Und weil der Pala son toller Heiler ist muß nun wieder die ganze Klasse eins drüber bekommen?
Platte schütz sehr gut gegen Magieschaden...
Wenn der Protbaum so gut ist, warum weigern sich min. 80% aller Raids nen Tankpala auch nur mit dem Hintern anzusehen?
Wegen 2 Talenten die nichtmal allen wirklich nutzen oder zur Verfügung stehen (Illu und GS) kann man am Pala rumnurfen wie man will?

Danke


----------



## Darkbones (16. Juli 2007)

So, nu will ich auch mein senf dazu geben ich spiele einen wl, 10 sec fear im pvp is ok, dabhärtung die auf dots wirkt nehm ich auch hin (bin eh pveler)IVh gehe sogart gern soweit und sag giev more nerv wl is einfach zu stark ;P. Ich gammel mit meinem wl eigentlich nur noch rum weil es in der schwerbenwelt kaum herausforderungen gibt ausser raid instanzen. Es is doch so, wo sich andere klassen mühsam ein abfarmt steht der hexer nur da dotet die mobs durch feart sie weg und saugt sein leben=mana wieder hoch, einziges limit dabei sind die resets der gedoteten mobs.

▸ Gespeicherte Einträge
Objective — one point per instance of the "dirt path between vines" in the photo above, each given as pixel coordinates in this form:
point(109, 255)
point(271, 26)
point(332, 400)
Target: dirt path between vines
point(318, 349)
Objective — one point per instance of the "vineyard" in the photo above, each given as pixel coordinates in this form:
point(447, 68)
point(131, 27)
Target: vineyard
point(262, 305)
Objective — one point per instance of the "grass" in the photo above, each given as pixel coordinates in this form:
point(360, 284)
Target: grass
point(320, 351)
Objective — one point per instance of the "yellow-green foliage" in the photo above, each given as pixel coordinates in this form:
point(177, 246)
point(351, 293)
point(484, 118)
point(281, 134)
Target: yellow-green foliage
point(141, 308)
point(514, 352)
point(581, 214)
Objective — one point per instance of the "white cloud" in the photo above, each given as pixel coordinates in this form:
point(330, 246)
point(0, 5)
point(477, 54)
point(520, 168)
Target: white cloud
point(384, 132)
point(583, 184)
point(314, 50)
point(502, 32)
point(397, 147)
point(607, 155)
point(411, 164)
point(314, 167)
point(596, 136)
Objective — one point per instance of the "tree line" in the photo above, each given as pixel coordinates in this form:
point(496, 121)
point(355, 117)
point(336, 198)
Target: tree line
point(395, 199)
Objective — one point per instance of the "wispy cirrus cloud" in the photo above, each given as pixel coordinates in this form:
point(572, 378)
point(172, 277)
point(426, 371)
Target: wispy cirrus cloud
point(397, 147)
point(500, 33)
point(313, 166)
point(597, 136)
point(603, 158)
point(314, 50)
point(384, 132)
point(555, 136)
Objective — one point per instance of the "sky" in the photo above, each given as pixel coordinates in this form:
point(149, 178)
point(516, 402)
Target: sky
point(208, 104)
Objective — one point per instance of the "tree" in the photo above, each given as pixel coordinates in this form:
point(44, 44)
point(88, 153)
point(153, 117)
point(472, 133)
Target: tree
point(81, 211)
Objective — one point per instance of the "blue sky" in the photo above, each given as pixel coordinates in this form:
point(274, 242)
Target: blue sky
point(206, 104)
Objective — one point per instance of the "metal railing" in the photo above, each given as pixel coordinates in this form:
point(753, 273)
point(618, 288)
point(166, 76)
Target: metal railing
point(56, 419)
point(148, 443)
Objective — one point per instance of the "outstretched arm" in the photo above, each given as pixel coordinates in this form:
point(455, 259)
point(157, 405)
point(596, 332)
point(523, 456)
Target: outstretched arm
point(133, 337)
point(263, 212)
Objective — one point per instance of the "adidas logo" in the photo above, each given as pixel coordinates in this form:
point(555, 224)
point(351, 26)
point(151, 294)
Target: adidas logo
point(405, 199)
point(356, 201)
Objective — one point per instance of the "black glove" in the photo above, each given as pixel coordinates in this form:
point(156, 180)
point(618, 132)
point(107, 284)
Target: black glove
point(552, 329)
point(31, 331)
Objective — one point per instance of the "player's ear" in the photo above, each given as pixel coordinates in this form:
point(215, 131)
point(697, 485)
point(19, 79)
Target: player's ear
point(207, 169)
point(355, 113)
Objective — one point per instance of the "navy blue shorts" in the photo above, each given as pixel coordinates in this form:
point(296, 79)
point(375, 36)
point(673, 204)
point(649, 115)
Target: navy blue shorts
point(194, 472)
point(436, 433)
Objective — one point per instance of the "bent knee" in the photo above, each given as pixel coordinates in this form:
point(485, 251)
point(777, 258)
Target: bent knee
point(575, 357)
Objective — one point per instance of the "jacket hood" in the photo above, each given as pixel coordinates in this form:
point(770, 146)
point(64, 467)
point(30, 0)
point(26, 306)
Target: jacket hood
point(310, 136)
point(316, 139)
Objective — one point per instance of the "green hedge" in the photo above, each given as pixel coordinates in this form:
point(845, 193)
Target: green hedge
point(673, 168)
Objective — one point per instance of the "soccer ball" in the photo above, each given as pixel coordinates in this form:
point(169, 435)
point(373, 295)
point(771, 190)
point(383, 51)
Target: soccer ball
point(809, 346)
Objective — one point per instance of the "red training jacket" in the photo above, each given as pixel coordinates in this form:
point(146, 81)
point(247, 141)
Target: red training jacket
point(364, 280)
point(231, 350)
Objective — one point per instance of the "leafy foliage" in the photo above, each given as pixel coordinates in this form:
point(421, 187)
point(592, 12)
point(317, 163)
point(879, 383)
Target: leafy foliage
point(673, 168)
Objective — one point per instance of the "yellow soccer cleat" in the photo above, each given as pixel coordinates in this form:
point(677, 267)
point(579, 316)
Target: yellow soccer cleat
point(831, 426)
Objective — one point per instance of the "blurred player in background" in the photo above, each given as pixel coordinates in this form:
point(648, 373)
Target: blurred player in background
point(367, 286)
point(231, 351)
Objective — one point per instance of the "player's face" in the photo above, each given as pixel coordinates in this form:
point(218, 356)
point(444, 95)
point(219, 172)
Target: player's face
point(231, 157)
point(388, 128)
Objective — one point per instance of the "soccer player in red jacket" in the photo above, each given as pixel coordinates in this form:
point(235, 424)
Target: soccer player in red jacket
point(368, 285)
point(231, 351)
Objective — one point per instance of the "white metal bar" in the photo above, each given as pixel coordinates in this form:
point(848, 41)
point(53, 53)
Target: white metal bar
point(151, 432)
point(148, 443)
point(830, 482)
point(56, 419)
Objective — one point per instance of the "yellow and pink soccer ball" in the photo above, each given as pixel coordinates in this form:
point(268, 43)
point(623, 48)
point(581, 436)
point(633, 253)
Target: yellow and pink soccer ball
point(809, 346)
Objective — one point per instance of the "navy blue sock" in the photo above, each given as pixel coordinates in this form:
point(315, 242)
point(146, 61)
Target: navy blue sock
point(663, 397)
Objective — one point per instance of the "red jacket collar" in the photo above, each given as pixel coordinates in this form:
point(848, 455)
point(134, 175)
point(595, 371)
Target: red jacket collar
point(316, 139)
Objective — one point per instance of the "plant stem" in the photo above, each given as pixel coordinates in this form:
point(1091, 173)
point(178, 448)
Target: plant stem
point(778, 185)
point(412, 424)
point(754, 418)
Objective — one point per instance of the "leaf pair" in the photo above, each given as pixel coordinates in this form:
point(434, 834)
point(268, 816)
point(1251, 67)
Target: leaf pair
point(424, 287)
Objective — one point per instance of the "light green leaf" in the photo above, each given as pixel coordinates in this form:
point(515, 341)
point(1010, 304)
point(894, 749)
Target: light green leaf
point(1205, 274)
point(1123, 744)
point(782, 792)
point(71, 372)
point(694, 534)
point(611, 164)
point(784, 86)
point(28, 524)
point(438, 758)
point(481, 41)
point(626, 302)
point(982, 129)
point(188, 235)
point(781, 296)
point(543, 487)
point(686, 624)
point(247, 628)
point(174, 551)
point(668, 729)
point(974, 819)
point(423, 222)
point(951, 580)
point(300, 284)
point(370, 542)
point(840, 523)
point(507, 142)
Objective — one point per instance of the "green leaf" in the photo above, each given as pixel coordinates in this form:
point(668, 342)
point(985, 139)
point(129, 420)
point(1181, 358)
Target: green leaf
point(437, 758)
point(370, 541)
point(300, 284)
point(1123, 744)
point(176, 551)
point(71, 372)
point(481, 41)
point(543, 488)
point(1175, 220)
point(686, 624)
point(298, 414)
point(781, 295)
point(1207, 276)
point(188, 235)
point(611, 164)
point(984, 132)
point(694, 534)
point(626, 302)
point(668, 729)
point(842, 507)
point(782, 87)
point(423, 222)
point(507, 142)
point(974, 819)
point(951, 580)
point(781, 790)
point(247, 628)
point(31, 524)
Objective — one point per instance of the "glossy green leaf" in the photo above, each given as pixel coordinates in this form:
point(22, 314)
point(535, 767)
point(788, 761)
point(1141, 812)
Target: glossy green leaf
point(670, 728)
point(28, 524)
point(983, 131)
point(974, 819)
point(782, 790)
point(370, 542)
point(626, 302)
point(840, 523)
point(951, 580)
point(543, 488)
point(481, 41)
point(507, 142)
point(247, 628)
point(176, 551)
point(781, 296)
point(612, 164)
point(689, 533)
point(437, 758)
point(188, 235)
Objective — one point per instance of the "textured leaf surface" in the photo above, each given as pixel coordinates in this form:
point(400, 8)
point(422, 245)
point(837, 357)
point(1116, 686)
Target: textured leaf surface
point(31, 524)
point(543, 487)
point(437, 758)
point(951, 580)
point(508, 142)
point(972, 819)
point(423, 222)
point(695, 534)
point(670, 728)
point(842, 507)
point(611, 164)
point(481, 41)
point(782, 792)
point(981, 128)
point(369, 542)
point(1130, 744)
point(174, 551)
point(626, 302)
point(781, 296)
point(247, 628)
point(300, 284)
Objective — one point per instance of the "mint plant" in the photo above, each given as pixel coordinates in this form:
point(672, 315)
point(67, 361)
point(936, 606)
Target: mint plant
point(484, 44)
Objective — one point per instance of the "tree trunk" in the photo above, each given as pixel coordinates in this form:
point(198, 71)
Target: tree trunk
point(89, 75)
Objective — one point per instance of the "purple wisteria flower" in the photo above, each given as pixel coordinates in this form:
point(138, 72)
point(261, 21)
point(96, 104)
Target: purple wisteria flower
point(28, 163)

▸ AUFGABE 1
Überführe die Zeilen der gespeicherten Einträge in eine JSON-Liste aus Zeichenketten, eine pro Zeile und ohne Leerzeilen. Nimm alles vom Anfang der Einträge bis hinunter zur Zeile mit "point(318, 349)", beide Enden eingeschlossen.
▸ AUFGABE 2
Setze den Forumsauszug zur Klassenbalance nach seinem letzten Satz fort.
Der Forumsauszug zur Klassenbalance und die Zeilen haben unterschiedliche Quellen.

▸ LÖSUNG 1
[
  "Objective — one point per instance of the \"dirt path between vines\" in the photo above, each given as pixel coordinates in this form:",
  "point(109, 255)",
  "point(271, 26)",
  "point(332, 400)",
  "Target: dirt path between vines",
  "point(318, 349)"
]

▸ LÖSUNG 2
Dann nochwas zu den schurken die sich hier beschweren. Also von wegen schon wieder nen nerv, das ihr alle seit dem letzten patch nach kopfnuss im stealth bleibt und nicht drauf skillen müsst habt ihr schon vergessen,oder? Das schurken kein dmg machen da lach ich ja wenn ich mit einer klasse um platz 1 im dmg meter kämpfen muss bei bossfights dann mit nem schurken!

Alles in allem tun mir eigentlich nur die priester wirklich leid, was diese armen kerle an nervs hinnehmen müssen is echt arm von blizz. Das seit BC nicht nur noch Holy palas druiden und shamis rumlaufen ist warscheinlich nur dem idealismuss von diesen tapferen recken zu verdanken (und vll weil sonst alle wegen ausdauer buff weinen).

Alles in allem jeder hat seine opfer und seine hass klassen alles wird mal gebufft und mal genervt, das is doch das interessante daran! 

MFG


----------



## Flipper Gandalf (17. Juli 2007)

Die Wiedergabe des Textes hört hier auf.